══ READING PASSAGE ══

Too many open files in shards allocation

Edouard_Fazenda · August 21, 2018, 9:42am

Dear Community,

I have the following issue since few days i have some unassigned shards due to allocation faillure, so the cluster goes to yellow and sometimes the cluster go to red as the elasticsearch service goes down.

I have the following architecture :

1 Master node
2 Data node (include the master)
2 Client Node

Total 4 Elasticsearch nodes.

1.7 k indices
1.9 b documents
2.9 TB of data
The configuration is the following on the data nodes : 5 Shards + 1 Complete Replica

[root@elastic-xx ~]# curl -X GET http://elastic-xx.domain.local:9200/_cluster/allocation/explain?pretty
{
  "index" : "winlogbeat-2018.08.20",
  "shard" : 2,
  "primary" : false,
  "current_state" : "unassigned",
  "unassigned_info" : {
    "reason" : "ALLOCATION_FAILED",
    "at" : "2018-08-20T18:59:53.330Z",
    "failed_allocation_attempts" : 5,
    "details" : "failed shard on node [uq3vVKvkRPKC94OOgfyrCA]: failed recovery, failure RecoveryFailedException[[winlogbeat-2018.08.20][2]: Recovery failed from {elastic-02}{QrlS-a6EThqug57OnWPdmg}{oOMM9zM_QESlyThKrefNGA}{xxx.xxx.xxx.xxx}{xxx.xxx.xxx.xxx:9300} into {elastic-01}{uq3vVKvkRPKC94OOgfyrCA}{2anUChAIQF-xHvw4kUzBRA}{xxx.xxx.xxx.xxx}{xxx.xxx.xxx.xxx:9300}]; nested: RemoteTransportException[[elastic-xx][xxx.xxx.xxx.xxx:9300][internal:index/shard/recovery/start_recovery]]; nested: RecoveryEngineException[Phase[1] prepare target for translog failed]; nested: RemoteTransportException[[elastic-xx][xxx.xxx.xxx.xxx:9300][internal:index/shard/recovery/prepare_translog]]; nested: EngineCreationFailureException[failed to create engine]; nested: FileSystemException[/elk/elasticsearch/nodes/0/indices/8w4QBGSVTRq7jopP-n7L-w/2/translog/translog-3886.ckp: Too many open files]; ",
    "last_allocation_status" : "no_attempt"

═══

» **SHORT PROBLEM A**:
Answer these from the forum post:
(i) How many client nodes does the architecture list?
(ii) How much data does the cluster hold?
(iii) How many failed allocation attempts are reported for the unassigned shard?
» **SHORT PROBLEM B**: Please list every distinct exception type named in the "details" field of the forum post, each once.
The data that comes next has no connection to the forum post.

══ DATA SECTION ══

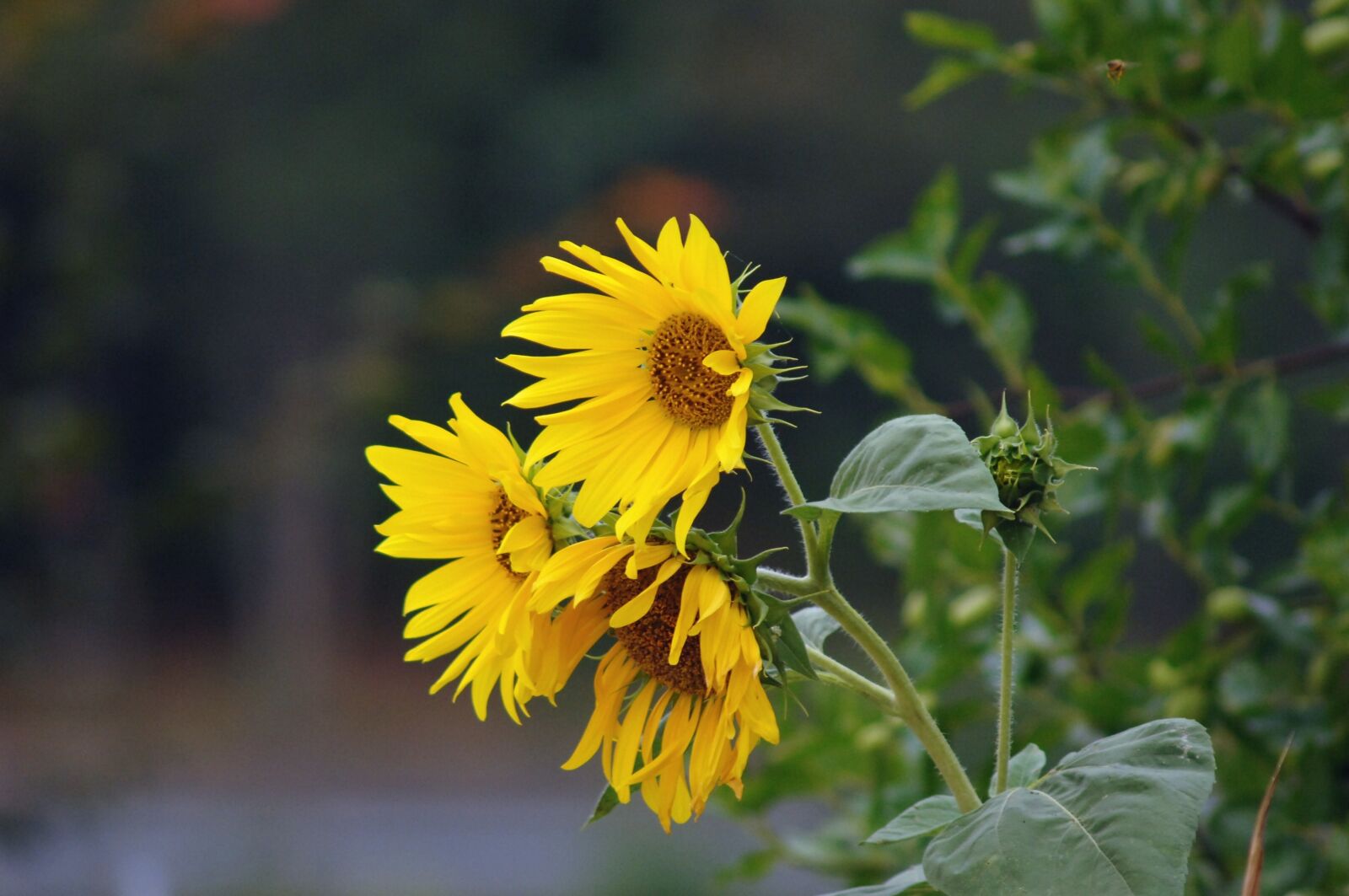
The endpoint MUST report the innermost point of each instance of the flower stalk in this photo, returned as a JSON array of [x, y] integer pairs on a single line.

═══

» **CORRECT RESPONSE A**:
(i) 2
(ii) 2.9 TB
(iii) 5

» **CORRECT RESPONSE B**:
RecoveryFailedException
RemoteTransportException
RecoveryEngineException
EngineCreationFailureException
FileSystemException